* DATA SHOWN:
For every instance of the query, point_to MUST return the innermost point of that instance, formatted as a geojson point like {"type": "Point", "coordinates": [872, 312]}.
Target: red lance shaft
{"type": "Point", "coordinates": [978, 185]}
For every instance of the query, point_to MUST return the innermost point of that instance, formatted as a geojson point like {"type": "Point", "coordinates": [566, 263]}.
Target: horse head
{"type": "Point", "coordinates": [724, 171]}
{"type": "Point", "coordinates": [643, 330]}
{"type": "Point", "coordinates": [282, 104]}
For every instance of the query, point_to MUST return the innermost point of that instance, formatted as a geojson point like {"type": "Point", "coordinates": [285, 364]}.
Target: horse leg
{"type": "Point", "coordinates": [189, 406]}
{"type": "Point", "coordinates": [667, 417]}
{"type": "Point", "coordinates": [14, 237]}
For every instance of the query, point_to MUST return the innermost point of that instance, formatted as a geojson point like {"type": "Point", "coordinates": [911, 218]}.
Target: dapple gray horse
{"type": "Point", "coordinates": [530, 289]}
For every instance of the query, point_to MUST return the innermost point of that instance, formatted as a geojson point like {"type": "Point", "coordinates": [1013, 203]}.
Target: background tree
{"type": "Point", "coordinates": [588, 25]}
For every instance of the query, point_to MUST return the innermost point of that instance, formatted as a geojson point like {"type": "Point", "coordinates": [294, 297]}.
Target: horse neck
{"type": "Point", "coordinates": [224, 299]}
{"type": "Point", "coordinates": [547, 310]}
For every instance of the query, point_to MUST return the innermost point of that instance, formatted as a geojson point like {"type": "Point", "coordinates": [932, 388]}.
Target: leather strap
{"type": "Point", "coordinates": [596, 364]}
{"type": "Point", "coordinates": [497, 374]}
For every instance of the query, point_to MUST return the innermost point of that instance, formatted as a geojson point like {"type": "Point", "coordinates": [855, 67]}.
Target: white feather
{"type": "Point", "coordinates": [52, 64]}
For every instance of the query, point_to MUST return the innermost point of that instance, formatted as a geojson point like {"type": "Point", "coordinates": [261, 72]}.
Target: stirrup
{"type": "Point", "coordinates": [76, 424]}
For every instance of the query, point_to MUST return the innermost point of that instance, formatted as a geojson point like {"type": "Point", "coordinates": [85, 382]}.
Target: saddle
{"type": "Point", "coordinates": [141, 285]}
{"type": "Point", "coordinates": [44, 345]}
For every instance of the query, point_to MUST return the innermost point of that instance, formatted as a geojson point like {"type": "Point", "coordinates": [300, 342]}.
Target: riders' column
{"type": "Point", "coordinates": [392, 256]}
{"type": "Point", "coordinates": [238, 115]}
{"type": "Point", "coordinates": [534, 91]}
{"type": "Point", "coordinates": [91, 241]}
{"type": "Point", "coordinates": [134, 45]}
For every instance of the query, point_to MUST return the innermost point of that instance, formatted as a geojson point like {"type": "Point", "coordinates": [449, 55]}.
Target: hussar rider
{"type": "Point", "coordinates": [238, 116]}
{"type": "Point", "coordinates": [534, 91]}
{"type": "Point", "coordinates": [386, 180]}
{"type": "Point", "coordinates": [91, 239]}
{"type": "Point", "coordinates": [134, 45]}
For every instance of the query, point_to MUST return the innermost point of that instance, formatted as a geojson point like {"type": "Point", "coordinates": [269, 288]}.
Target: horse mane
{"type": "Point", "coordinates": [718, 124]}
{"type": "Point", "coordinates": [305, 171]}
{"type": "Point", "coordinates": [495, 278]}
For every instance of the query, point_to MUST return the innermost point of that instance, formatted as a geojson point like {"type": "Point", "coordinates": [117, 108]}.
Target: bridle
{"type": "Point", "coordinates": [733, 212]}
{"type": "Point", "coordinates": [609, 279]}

* THE PROBLEM:
Line by line, reproduce the data above exactly.

* WRITTEN RESPONSE:
For every instance of the query, point_to MUST return the innermost point of that instance, formatted as a geojson point like {"type": "Point", "coordinates": [872, 312]}.
Target: red lance shaft
{"type": "Point", "coordinates": [978, 185]}
For every instance of the query, point_to MUST return the innermost point of that instance, formatted as a geojson point like {"type": "Point", "coordinates": [566, 263]}.
Target: horse head
{"type": "Point", "coordinates": [724, 171]}
{"type": "Point", "coordinates": [643, 330]}
{"type": "Point", "coordinates": [282, 104]}
For every instance of the query, point_to MUST return the innermost point of that instance, formatted as a geojson point like {"type": "Point", "coordinates": [285, 364]}.
Target: horse leg
{"type": "Point", "coordinates": [189, 406]}
{"type": "Point", "coordinates": [667, 417]}
{"type": "Point", "coordinates": [14, 237]}
For every instance of the query, point_to MUST return the innermost point of that instance, formatted as a geojson point like {"type": "Point", "coordinates": [911, 218]}.
Target: dapple gray horse
{"type": "Point", "coordinates": [530, 289]}
For every instance of the query, point_to MUST return the innermost point of that instance, formatted as a geojson point like {"type": "Point", "coordinates": [1013, 203]}.
Target: background tree
{"type": "Point", "coordinates": [588, 25]}
For every instance of the query, point_to MUST return the innermost point of that instance, formatted as a geojson point like {"type": "Point", "coordinates": [294, 297]}.
Target: horse neck
{"type": "Point", "coordinates": [224, 299]}
{"type": "Point", "coordinates": [547, 310]}
For every instance of the query, point_to MUST return the innermost point of that instance, formatted as a geojson point like {"type": "Point", "coordinates": [932, 388]}.
Target: leather strap
{"type": "Point", "coordinates": [596, 364]}
{"type": "Point", "coordinates": [497, 374]}
For every instance of the query, point_to MUST return the innermost point of that instance, formatted as a geojson point like {"type": "Point", "coordinates": [855, 67]}.
Target: white feather
{"type": "Point", "coordinates": [52, 64]}
For every instance of the query, point_to MUST return the innermost point of that instance, formatted as a geojson point like {"type": "Point", "coordinates": [261, 72]}.
Target: stirrup
{"type": "Point", "coordinates": [76, 424]}
For every instance of the query, point_to MUST return the innermost point of that instance, formatted as a geojson point like {"type": "Point", "coordinates": [85, 382]}.
Target: saddle
{"type": "Point", "coordinates": [141, 285]}
{"type": "Point", "coordinates": [44, 345]}
For every instance of the query, point_to MUST return the innermost point of that instance, formatted as a geojson point like {"type": "Point", "coordinates": [300, 342]}.
Target: riders' column
{"type": "Point", "coordinates": [392, 256]}
{"type": "Point", "coordinates": [238, 115]}
{"type": "Point", "coordinates": [534, 91]}
{"type": "Point", "coordinates": [91, 241]}
{"type": "Point", "coordinates": [134, 45]}
For every instance of the query, point_to MUST return the innermost point of that instance, formatted as a geojson point like {"type": "Point", "coordinates": [449, 55]}.
Target: hussar rider
{"type": "Point", "coordinates": [238, 116]}
{"type": "Point", "coordinates": [534, 91]}
{"type": "Point", "coordinates": [386, 180]}
{"type": "Point", "coordinates": [91, 239]}
{"type": "Point", "coordinates": [134, 45]}
For every instance of the query, point_to MUST return the innermost point of that instance, formatted as a geojson point like {"type": "Point", "coordinates": [269, 288]}.
Target: horse mane
{"type": "Point", "coordinates": [718, 124]}
{"type": "Point", "coordinates": [305, 171]}
{"type": "Point", "coordinates": [495, 278]}
For every instance of the query, point_to MUST return the innermost point of that instance, formatted as a geojson point like {"type": "Point", "coordinates": [117, 108]}.
Target: bridle
{"type": "Point", "coordinates": [733, 212]}
{"type": "Point", "coordinates": [609, 279]}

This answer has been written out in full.